◆ Given task
Leaving out all images, write out the records that follow exactly.

◆ Dataset content
- - - - - - -

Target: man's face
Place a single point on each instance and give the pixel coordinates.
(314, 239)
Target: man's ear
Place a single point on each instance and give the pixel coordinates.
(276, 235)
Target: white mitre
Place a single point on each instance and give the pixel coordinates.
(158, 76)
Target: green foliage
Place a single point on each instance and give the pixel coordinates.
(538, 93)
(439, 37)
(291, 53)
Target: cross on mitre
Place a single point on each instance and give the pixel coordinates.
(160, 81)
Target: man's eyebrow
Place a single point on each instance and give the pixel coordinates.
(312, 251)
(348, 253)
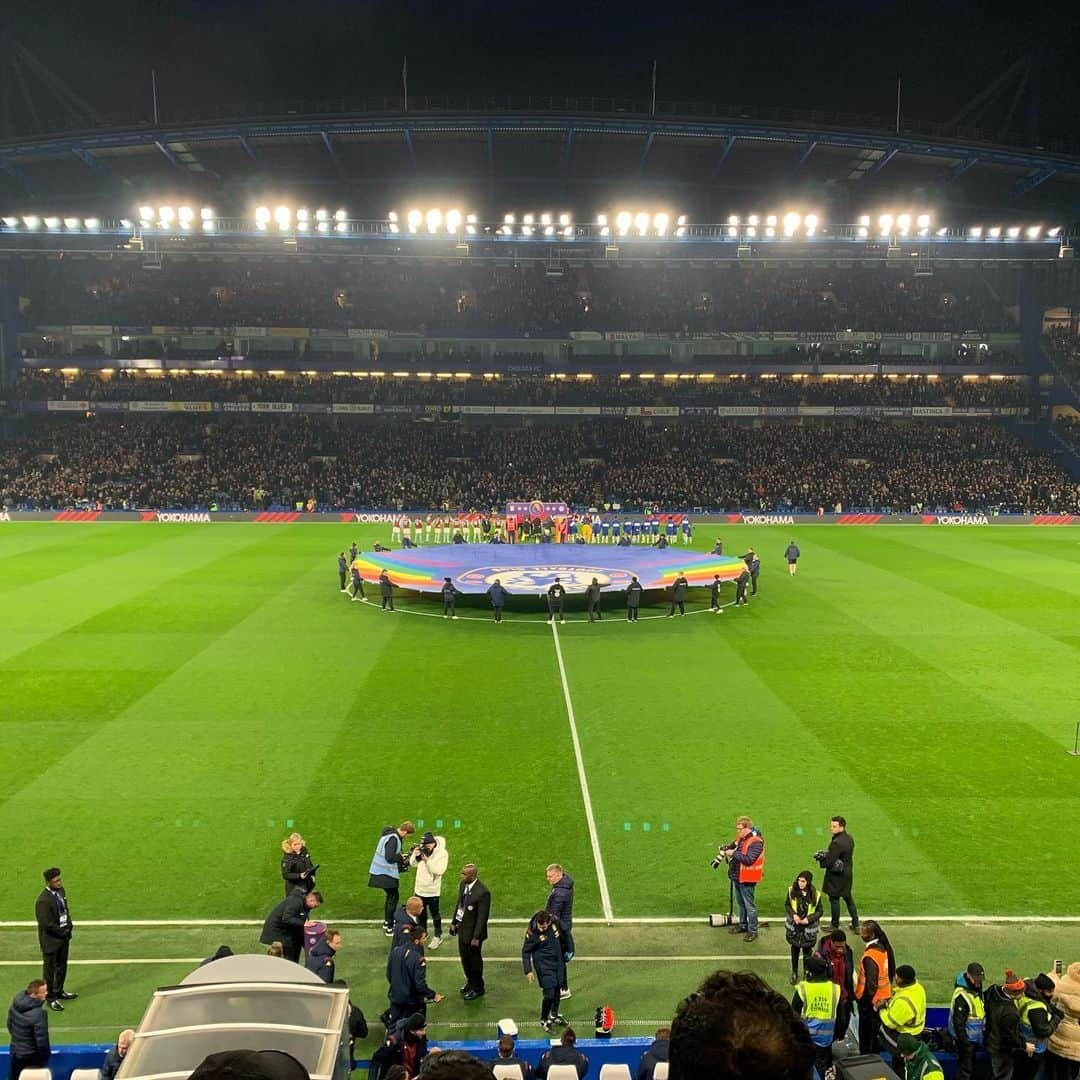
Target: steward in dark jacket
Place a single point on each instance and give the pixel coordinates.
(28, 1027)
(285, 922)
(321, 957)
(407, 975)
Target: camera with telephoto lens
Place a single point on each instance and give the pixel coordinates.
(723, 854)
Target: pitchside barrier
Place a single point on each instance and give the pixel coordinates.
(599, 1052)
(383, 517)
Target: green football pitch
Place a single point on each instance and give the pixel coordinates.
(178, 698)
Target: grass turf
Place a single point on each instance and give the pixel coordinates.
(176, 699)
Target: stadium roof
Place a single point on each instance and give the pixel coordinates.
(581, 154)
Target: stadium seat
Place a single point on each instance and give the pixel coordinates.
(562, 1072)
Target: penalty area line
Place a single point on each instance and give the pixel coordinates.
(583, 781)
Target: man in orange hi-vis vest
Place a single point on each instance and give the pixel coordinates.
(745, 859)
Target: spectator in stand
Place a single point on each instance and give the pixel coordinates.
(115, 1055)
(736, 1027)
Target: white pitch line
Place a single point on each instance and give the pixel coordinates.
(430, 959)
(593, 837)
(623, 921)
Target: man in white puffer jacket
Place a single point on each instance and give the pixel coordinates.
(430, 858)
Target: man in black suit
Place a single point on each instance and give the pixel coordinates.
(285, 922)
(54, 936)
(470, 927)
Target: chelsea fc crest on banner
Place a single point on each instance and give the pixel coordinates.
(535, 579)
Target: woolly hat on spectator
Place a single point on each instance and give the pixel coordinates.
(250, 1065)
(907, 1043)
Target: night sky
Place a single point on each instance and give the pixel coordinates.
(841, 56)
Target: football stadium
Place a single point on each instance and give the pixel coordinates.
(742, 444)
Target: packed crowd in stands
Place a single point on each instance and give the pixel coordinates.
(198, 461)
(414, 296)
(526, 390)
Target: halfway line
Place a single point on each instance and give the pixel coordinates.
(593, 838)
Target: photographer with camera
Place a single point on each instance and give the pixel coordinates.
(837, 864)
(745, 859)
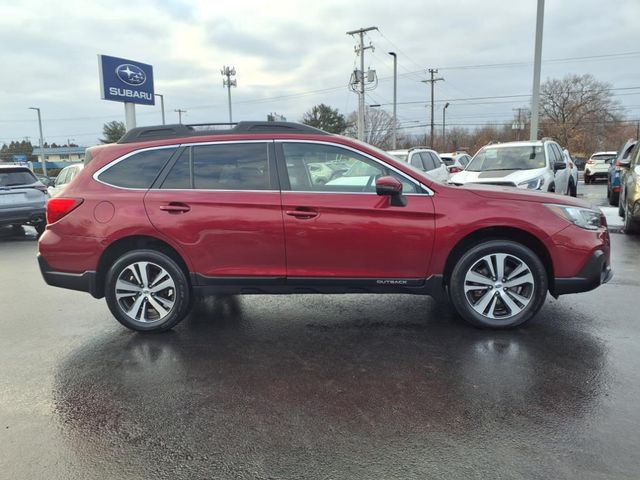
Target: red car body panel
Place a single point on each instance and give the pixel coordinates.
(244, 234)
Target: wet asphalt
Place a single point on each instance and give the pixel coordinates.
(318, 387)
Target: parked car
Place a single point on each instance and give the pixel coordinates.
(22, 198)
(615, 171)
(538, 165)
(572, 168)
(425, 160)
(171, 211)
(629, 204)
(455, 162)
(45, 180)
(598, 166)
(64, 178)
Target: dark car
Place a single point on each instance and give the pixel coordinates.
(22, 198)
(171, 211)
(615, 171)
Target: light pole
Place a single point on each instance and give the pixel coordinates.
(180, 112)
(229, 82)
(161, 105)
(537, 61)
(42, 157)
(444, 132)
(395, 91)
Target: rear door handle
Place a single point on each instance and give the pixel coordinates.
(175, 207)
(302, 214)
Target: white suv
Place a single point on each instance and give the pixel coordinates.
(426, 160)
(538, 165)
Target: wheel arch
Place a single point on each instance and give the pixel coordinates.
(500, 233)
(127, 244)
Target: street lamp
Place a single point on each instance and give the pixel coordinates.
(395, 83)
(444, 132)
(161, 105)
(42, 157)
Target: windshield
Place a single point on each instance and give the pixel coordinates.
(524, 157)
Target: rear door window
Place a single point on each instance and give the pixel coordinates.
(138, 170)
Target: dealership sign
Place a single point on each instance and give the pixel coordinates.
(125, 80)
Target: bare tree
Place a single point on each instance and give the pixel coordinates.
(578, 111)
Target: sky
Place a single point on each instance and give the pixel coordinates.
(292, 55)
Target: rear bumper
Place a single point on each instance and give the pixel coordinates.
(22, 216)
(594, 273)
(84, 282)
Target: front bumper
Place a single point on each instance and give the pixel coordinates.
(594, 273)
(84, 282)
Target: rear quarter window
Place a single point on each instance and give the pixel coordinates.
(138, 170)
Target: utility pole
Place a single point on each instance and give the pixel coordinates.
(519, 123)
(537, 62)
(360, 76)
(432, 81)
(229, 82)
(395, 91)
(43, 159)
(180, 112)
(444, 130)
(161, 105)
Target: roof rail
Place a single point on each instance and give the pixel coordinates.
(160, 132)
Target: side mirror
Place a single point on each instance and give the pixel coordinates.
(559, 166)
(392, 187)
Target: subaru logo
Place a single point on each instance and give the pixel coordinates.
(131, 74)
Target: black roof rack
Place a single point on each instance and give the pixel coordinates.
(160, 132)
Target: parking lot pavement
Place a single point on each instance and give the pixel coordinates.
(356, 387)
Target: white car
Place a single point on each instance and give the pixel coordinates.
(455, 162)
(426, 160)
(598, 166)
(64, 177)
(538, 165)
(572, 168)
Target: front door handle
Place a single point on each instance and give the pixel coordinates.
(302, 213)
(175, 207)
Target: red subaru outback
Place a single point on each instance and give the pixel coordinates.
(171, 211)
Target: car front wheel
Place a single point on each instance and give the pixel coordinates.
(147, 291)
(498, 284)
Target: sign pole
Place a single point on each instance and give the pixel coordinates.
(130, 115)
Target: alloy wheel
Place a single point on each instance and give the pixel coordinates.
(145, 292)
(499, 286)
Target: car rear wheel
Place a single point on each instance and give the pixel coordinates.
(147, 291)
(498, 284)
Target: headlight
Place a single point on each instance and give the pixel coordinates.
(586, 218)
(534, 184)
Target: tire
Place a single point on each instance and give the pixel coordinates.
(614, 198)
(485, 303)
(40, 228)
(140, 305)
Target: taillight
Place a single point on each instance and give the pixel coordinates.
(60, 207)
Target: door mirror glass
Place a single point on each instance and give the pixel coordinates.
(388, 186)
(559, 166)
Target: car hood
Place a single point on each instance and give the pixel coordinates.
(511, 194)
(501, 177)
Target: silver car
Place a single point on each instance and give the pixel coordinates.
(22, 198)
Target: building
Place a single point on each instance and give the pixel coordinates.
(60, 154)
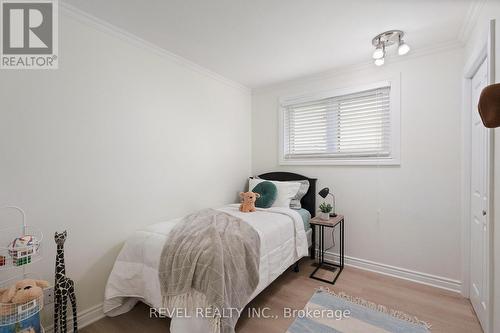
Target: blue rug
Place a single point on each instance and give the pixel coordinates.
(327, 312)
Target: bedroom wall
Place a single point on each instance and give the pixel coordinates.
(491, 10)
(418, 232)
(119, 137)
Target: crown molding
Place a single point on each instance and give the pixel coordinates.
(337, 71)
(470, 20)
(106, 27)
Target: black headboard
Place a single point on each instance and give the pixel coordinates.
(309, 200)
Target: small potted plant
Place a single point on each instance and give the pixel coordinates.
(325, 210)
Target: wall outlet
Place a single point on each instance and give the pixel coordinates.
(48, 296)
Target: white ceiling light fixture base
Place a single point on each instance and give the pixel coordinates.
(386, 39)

- - - - - - -

◆ Response to the exercise
Target: man's face
Place a single point on each instance and give the pixel coordinates.
(314, 239)
Target: man's ear
Place a single point on each instance and give the pixel coordinates.
(276, 235)
Target: white mitre
Place a single point on each instance and give the pixel coordinates.
(158, 76)
Target: green foliage
Place a single point on each instance and give the pixel coordinates.
(538, 93)
(439, 37)
(291, 53)
Target: cross on mitre
Place a single point on each instance and give the pixel coordinates.
(160, 81)
Target: man's eyebrow
Place a single point on each instance and give the pixel coordinates.
(312, 251)
(348, 253)
Target: steward in dark jacket
Place a single point on each instance and give the pixel coordinates.
(28, 1027)
(285, 922)
(321, 957)
(407, 975)
Target: camera with telephoto lens
Place a single point on each instance and give the pixel coordinates.
(723, 854)
Target: pitchside barrier
Place a single point on each instance and give the pixel coordinates.
(599, 1052)
(383, 517)
Target: green football pitch
Place a single point on each instance and give the pixel coordinates.
(178, 698)
Target: grass turf
Place a single point on each instance and give the pixel coordinates.
(176, 699)
Target: stadium roof
Place a single point on each instance and give the pixel coordinates.
(581, 154)
Target: stadium seat
Place a single point on each instance and give the pixel coordinates.
(562, 1072)
Target: penalty area line
Place a single point on each instance and give the pixel coordinates.
(583, 781)
Target: man in orange hi-vis vest
Place a single point on each instance and give the pixel coordinates.
(745, 859)
Target: spectator in stand
Place a single point on each instance and give the pixel coordinates.
(115, 1055)
(736, 1027)
Target: white pitch line
Place a single point on each instance and give the pixel coordinates.
(430, 959)
(593, 837)
(623, 921)
Target: man in white puffer jacket
Place a single point on each instance and give the pixel coordinates.
(430, 858)
Target: man in black suit
Place a single point on each instance and give the pixel coordinates.
(285, 922)
(54, 936)
(470, 927)
Target: chelsea fc crest on banner
Place a single point on each instance and give the pixel coordinates.
(535, 579)
Target: woolly hat on spectator
Place a single point on each instance and give the pixel coordinates.
(250, 1065)
(907, 1043)
Target: night sky
Place a single point on each instance and give the pixel coordinates.
(841, 56)
Target: football stadium
Place a single point on each instance and give the pixel coordinates.
(742, 444)
Target: packed crowd in stands
Place a single point on each instance and give the pixel coordinates.
(198, 461)
(414, 296)
(526, 390)
Target: halfway line
Place a single point on each instance and give the pixel coordinates.
(593, 838)
Target: photographer with camera
Place a single point on each instance and give the pixel coordinates.
(837, 864)
(745, 859)
Target: red car body panel
Place a single point on each instance and give the pixel coordinates.
(244, 234)
Target: wet asphalt
Place a single point on each instance and give the pixel coordinates.
(318, 387)
Target: parked car
Place a single point on each instance and give the pixel coordinates.
(22, 198)
(615, 171)
(538, 165)
(572, 168)
(425, 160)
(171, 211)
(629, 204)
(455, 162)
(45, 180)
(598, 166)
(64, 178)
Target: dark car
Place a single point on each instance and give the pixel coordinates.
(22, 198)
(171, 211)
(615, 171)
Target: light pole
Place a single point on each instance and give the pixel coordinates.
(180, 112)
(229, 82)
(161, 105)
(537, 61)
(42, 157)
(444, 132)
(395, 91)
Target: rear door handle
Place a single point on each instance and give the pixel coordinates.
(175, 207)
(302, 214)
Target: white suv
Place a single point on each instance and give the pixel coordinates.
(426, 160)
(538, 165)
Target: wheel arch
Place a single point on each instance and give the pixel coordinates.
(500, 233)
(127, 244)
Target: street lamp
Place a single point on each instance and give the pixel coordinates.
(395, 83)
(444, 132)
(161, 105)
(42, 157)
Target: windshield
Place a single point on each instance and give the pixel coordinates.
(524, 157)
Target: rear door window
Place a single point on each instance and give the pixel coordinates.
(138, 170)
Target: dealership sign
Place a single point on each instance and give the pixel coordinates.
(125, 80)
Target: bare tree
Place a single point on each instance and give the pixel coordinates.
(578, 111)
Target: sky
Place a single point on each instance and give the pixel coordinates.
(292, 55)
Target: rear bumper
Place a single point on each instance and give the pixel coordinates.
(22, 216)
(594, 273)
(84, 282)
Target: front bumper
Place a single point on each instance and give the pixel coordinates.
(594, 273)
(84, 282)
Target: rear quarter window
Place a single point on each instance and give the pixel coordinates.
(138, 170)
Target: utility pole
Place a single point on each instance and give the pixel coordinates.
(519, 123)
(537, 62)
(360, 76)
(432, 81)
(229, 82)
(395, 91)
(43, 159)
(180, 112)
(444, 130)
(161, 105)
Target: roof rail
Place a single point on each instance and give the pixel coordinates.
(160, 132)
Target: side mirror
Place a single point on each instance and give the pixel coordinates.
(559, 166)
(392, 187)
Target: subaru logo
Place a single point on each instance and give the pixel coordinates.
(131, 74)
Target: black roof rack
Place a single point on each instance and give the pixel coordinates.
(160, 132)
Target: parking lot pavement
Place a single point on each instance and give the pixel coordinates.
(356, 387)
Target: white car
Place a single point on each instance and give the pixel coordinates.
(455, 162)
(426, 160)
(598, 166)
(64, 177)
(538, 165)
(572, 168)
Target: front door handle
Place a single point on each instance and give the pixel coordinates.
(302, 213)
(175, 207)
Target: red subaru outback
Place a single point on each instance and give the pixel coordinates.
(171, 211)
Target: car front wheel
Place a single point on each instance and give the pixel coordinates.
(147, 291)
(498, 284)
Target: sign pole
Place a single point on each instance and give the pixel coordinates.
(130, 115)
Target: alloy wheel
Place a single point on each instance and give the pixel coordinates.
(145, 292)
(499, 286)
Target: car rear wheel
Place a single point on each instance and give the pixel coordinates.
(147, 291)
(498, 284)
Target: headlight
Place a single point on each instance and give the pixel coordinates.
(586, 218)
(534, 184)
Target: tire
Place a single point on each instance and give the pixel coordinates.
(614, 198)
(485, 303)
(40, 228)
(140, 305)
Target: taillight
Place a single point on each instance and give the pixel coordinates.
(60, 207)
Target: door mirror glass
Place a single point on each instance and give the pixel coordinates.
(388, 186)
(559, 166)
Target: car hood
Place a single point on each instance and give the pixel coordinates.
(511, 194)
(501, 177)
Target: silver car
Place a single point on each instance and give the pixel coordinates.
(22, 198)
Target: building
Place a single point on each instance and give the pixel coordinates.
(60, 154)
Target: blue rug
Place a single point on each instance and give the pixel coordinates.
(327, 312)
Target: bedroom wall
Place a single point on each instance and give the pixel coordinates.
(491, 10)
(418, 232)
(119, 137)
Target: crown molding
Place a single point on each instance and give the pixel coordinates.
(337, 71)
(470, 20)
(106, 27)
Target: black headboard
Place a single point on each instance and give the pixel coordinates.
(309, 200)
Target: small potted plant
Place a single point on each instance and give the pixel coordinates.
(325, 210)
Target: wall outlet
Place a single point on each instance and give the pixel coordinates.
(48, 296)
Target: white ceiling light fixture base
Place a single point on each instance and give the pixel coordinates.
(386, 39)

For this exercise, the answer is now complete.